* [What you are asked to do]: Transcribe the entries exactly as they stand below, passing over any picture.

START Records for the task

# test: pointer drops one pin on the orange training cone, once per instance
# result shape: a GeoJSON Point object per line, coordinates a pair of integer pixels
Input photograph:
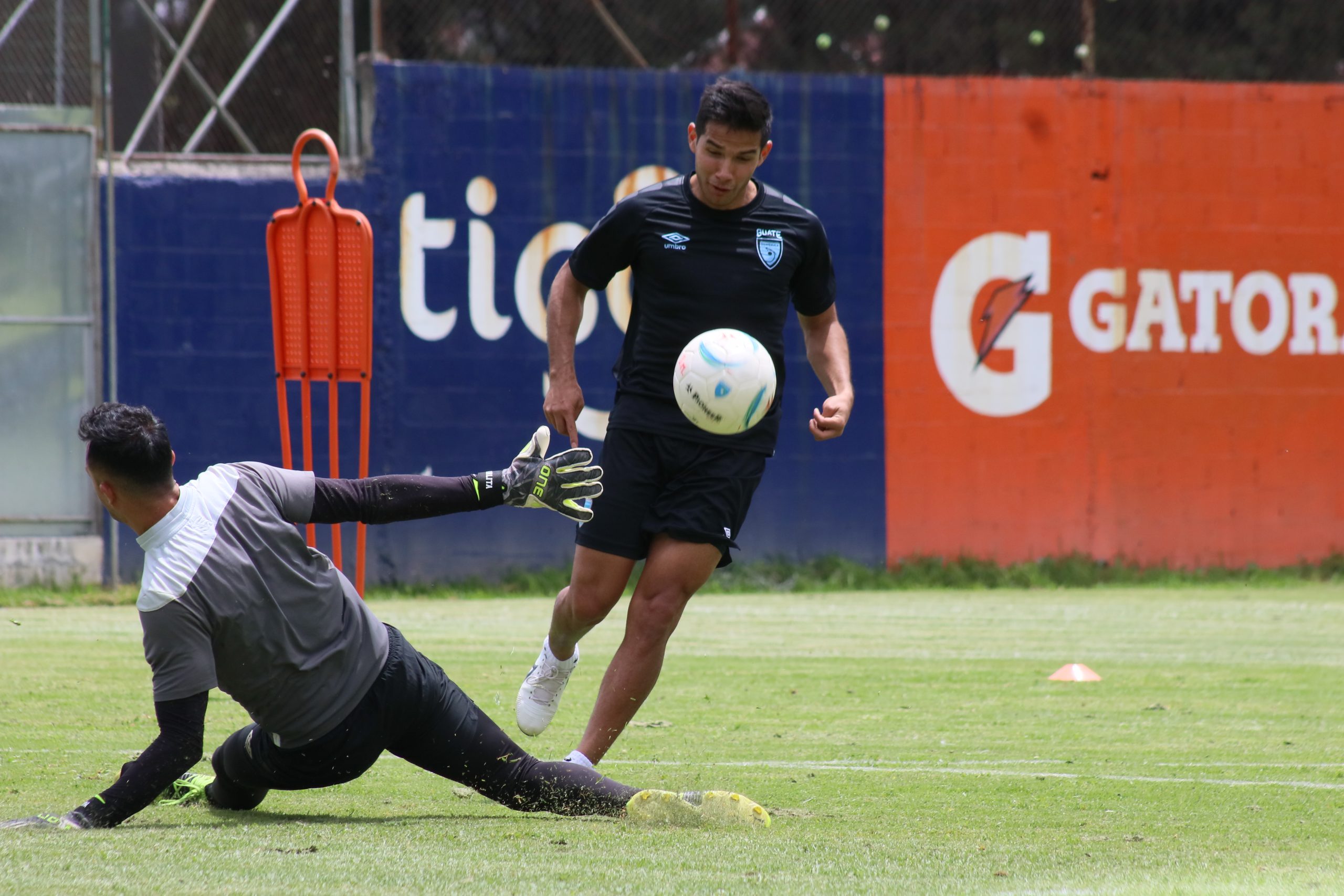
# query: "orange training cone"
{"type": "Point", "coordinates": [1074, 672]}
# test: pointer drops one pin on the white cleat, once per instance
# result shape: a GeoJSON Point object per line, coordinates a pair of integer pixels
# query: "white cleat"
{"type": "Point", "coordinates": [539, 696]}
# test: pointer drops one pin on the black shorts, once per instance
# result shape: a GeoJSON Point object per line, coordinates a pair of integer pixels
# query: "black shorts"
{"type": "Point", "coordinates": [416, 712]}
{"type": "Point", "coordinates": [655, 484]}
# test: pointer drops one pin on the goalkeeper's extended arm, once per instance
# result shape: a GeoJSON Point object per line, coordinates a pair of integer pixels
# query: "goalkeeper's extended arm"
{"type": "Point", "coordinates": [557, 483]}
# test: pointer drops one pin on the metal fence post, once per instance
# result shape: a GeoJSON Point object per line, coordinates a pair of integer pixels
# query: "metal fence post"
{"type": "Point", "coordinates": [349, 114]}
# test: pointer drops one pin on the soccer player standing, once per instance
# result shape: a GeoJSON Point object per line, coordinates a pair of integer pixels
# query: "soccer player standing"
{"type": "Point", "coordinates": [709, 250]}
{"type": "Point", "coordinates": [232, 597]}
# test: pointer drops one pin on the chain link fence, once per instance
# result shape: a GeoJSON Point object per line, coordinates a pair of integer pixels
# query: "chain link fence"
{"type": "Point", "coordinates": [277, 62]}
{"type": "Point", "coordinates": [45, 53]}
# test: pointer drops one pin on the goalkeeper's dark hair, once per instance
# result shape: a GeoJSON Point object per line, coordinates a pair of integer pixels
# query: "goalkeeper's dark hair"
{"type": "Point", "coordinates": [736, 105]}
{"type": "Point", "coordinates": [128, 444]}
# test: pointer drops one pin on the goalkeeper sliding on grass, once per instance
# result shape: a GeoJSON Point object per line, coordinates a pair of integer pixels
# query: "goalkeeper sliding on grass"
{"type": "Point", "coordinates": [233, 597]}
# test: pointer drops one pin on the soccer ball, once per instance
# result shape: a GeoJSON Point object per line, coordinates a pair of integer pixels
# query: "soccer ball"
{"type": "Point", "coordinates": [723, 382]}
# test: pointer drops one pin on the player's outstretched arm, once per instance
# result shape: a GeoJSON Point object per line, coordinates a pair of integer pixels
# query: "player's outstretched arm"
{"type": "Point", "coordinates": [182, 727]}
{"type": "Point", "coordinates": [828, 352]}
{"type": "Point", "coordinates": [558, 483]}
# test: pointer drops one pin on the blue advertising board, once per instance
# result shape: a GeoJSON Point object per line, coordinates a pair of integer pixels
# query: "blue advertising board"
{"type": "Point", "coordinates": [480, 182]}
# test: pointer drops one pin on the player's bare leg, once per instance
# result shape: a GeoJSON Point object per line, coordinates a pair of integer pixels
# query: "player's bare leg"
{"type": "Point", "coordinates": [673, 574]}
{"type": "Point", "coordinates": [594, 587]}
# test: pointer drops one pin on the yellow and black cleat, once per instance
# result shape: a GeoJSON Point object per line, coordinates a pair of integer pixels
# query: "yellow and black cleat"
{"type": "Point", "coordinates": [663, 808]}
{"type": "Point", "coordinates": [725, 808]}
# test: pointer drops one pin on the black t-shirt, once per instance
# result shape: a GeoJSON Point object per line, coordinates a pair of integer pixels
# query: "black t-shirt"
{"type": "Point", "coordinates": [695, 269]}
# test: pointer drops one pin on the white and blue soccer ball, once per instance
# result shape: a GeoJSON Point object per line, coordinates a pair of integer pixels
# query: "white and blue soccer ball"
{"type": "Point", "coordinates": [723, 382]}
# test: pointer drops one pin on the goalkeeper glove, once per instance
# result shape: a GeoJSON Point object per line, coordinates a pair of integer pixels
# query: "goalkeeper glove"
{"type": "Point", "coordinates": [558, 483]}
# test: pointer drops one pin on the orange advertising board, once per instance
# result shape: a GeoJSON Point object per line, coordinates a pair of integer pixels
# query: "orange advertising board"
{"type": "Point", "coordinates": [1170, 383]}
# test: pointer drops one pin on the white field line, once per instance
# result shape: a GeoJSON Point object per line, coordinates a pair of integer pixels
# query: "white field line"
{"type": "Point", "coordinates": [1002, 773]}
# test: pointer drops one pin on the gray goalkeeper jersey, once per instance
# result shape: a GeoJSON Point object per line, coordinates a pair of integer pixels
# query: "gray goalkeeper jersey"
{"type": "Point", "coordinates": [233, 597]}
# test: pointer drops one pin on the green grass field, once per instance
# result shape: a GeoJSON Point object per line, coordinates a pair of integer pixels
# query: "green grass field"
{"type": "Point", "coordinates": [904, 742]}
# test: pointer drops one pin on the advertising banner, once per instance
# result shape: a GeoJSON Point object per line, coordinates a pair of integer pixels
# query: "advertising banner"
{"type": "Point", "coordinates": [1112, 320]}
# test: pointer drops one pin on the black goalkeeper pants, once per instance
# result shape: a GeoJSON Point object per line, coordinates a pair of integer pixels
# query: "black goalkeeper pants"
{"type": "Point", "coordinates": [416, 712]}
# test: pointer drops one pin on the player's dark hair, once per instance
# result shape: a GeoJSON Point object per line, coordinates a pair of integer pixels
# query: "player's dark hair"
{"type": "Point", "coordinates": [736, 105]}
{"type": "Point", "coordinates": [130, 444]}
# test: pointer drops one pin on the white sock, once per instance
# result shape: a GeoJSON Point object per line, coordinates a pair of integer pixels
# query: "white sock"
{"type": "Point", "coordinates": [546, 648]}
{"type": "Point", "coordinates": [575, 757]}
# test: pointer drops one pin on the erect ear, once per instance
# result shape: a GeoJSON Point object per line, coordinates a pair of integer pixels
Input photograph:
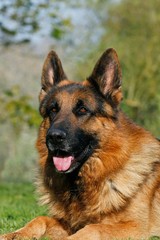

END Records for the task

* [Written answer]:
# test: pointer drops one pin on the orange training cone, once per instance
# result shape: a GeoJSON Point object per line, coordinates a pair of integer pixels
Input photograph:
# query: "orange training cone"
{"type": "Point", "coordinates": [1074, 672]}
# test: pointer drops one pin on the white cleat, once per instance
# result shape: a GeoJSON Point object per line, coordinates a pair of integer pixels
# query: "white cleat"
{"type": "Point", "coordinates": [539, 696]}
# test: pointer drops one pin on the black shorts, once per instance
# result shape: a GeoJSON Point object per line, coordinates a pair of integer pixels
# query: "black shorts"
{"type": "Point", "coordinates": [416, 712]}
{"type": "Point", "coordinates": [655, 484]}
# test: pointer drops one pin on the goalkeeper's extended arm, once per instance
# result shape: a GeoJSON Point object per line, coordinates a pair of integer pixels
# query: "goalkeeper's extended arm"
{"type": "Point", "coordinates": [557, 483]}
# test: pointer drops one pin on the metal fence post, once per instance
# result shape: a GeoJSON Point object per line, coordinates a pair of integer pixels
# query: "metal fence post"
{"type": "Point", "coordinates": [349, 114]}
# test: pointer drops one pin on the soccer player standing, once per instance
# result shape: a GeoJSON Point object per line, coordinates a pair of integer pixels
# query: "soccer player standing"
{"type": "Point", "coordinates": [709, 250]}
{"type": "Point", "coordinates": [232, 597]}
# test: pointer drops one pin on the chain link fence, once per instance
# result shape: a GeoJSON Point object per line, coordinates a pair of integer pixels
# query: "chain link fence"
{"type": "Point", "coordinates": [277, 62]}
{"type": "Point", "coordinates": [45, 53]}
# test: pointer drops one pin on the goalkeeper's dark hair, once per instance
# result shape: a GeoJSON Point object per line, coordinates a pair of integer pixels
# query: "goalkeeper's dark hair"
{"type": "Point", "coordinates": [736, 105]}
{"type": "Point", "coordinates": [128, 444]}
# test: pointer drops one pin on the goalkeeper sliding on grass, once per instance
# result shape: a GeoJSON Point object per line, coordinates a pair of integer pixels
# query: "goalkeeper sliding on grass"
{"type": "Point", "coordinates": [233, 597]}
# test: pointer drops one pin on the soccer ball, once per instance
# result shape: a GeoJSON Point object per line, coordinates a pair of integer pixels
# query: "soccer ball"
{"type": "Point", "coordinates": [723, 382]}
# test: pointer drops one pin on the player's outstretched arm, once per instance
# result shape: a GeoJSON Point object per line, coordinates a pair of integer pixels
# query: "player's outstretched arm"
{"type": "Point", "coordinates": [182, 727]}
{"type": "Point", "coordinates": [828, 352]}
{"type": "Point", "coordinates": [558, 483]}
# test: pointer drops one pin on the blue advertising board, once per instance
# result shape: a GeoJSON Point object per line, coordinates a pair of integer pixels
# query: "blue advertising board"
{"type": "Point", "coordinates": [480, 182]}
# test: pointer drops one pin on the player's bare leg, once per instance
# result shape: a GeoJSON Point object per line, coordinates a pair of integer pixels
# query: "player's bare leg"
{"type": "Point", "coordinates": [673, 574]}
{"type": "Point", "coordinates": [594, 587]}
# test: pointer drops one pin on the yellow and black cleat, once per instance
# result shape: a GeoJSON Point object per line, coordinates a pair of integer pixels
# query: "yellow and black cleat"
{"type": "Point", "coordinates": [663, 808]}
{"type": "Point", "coordinates": [725, 808]}
# test: pointer drops one pin on the black t-shirt, once per instance
# result shape: a GeoJSON Point object per line, coordinates a pair of integer pixels
# query: "black t-shirt"
{"type": "Point", "coordinates": [695, 269]}
# test: pointer drops one pin on the white and blue soccer ball, once per instance
# result shape: a GeoJSON Point object per line, coordinates a pair of integer pixels
# query: "white and blue soccer ball"
{"type": "Point", "coordinates": [723, 382]}
# test: pointer drops one pin on the goalkeeper glove, once per instance
# result shape: a GeoJSON Point object per line, coordinates a pair of integer pixels
# query: "goalkeeper glove"
{"type": "Point", "coordinates": [558, 483]}
# test: pointer drops one pin on the orange advertising board, once per instance
# result shape: a GeoJSON Point object per line, coordinates a pair of integer pixels
# query: "orange advertising board"
{"type": "Point", "coordinates": [1170, 383]}
# test: pointer drops one pin on the white field line, once per instance
# result shape: a GeoJSON Point object per line, coordinates a pair of integer pixels
# query: "white field line"
{"type": "Point", "coordinates": [1002, 773]}
# test: pointer drops one pin on the gray goalkeeper jersey, once per instance
# result shape: a GeoJSON Point object per line, coordinates a pair of integer pixels
# query: "gray goalkeeper jersey"
{"type": "Point", "coordinates": [233, 597]}
# test: pointer drops one pin on the green grass field, once per instance
# result shape: a GeoJSON Point object per line, coordinates a pair of integer pixels
# query: "green grass field"
{"type": "Point", "coordinates": [904, 742]}
# test: pointer drops one pin on the advertising banner, once per instance
# result shape: a GeoJSON Point object per line, coordinates a pair of integer pixels
# query: "advertising banner"
{"type": "Point", "coordinates": [1112, 320]}
# test: pointer drops one pin on the black goalkeeper pants, once per instance
# result shape: a GeoJSON Point object per line, coordinates a pair of integer pixels
# query: "black goalkeeper pants"
{"type": "Point", "coordinates": [416, 712]}
# test: pointer drops one pin on the player's dark hair, once per instance
# result shape: a GeoJSON Point object per line, coordinates a pair of integer pixels
# query: "player's dark hair"
{"type": "Point", "coordinates": [736, 105]}
{"type": "Point", "coordinates": [130, 444]}
# test: pointer drops one pin on the white sock, once per instance
# result shape: a GeoJSON Point object per line, coordinates a pair of integer pixels
# query: "white sock"
{"type": "Point", "coordinates": [546, 648]}
{"type": "Point", "coordinates": [575, 757]}
# test: pointer drops one pin on the erect ear, once per instance
# result shape: a GeoJSON Point object per line, coordinates a pair of integer pixels
Input photograph:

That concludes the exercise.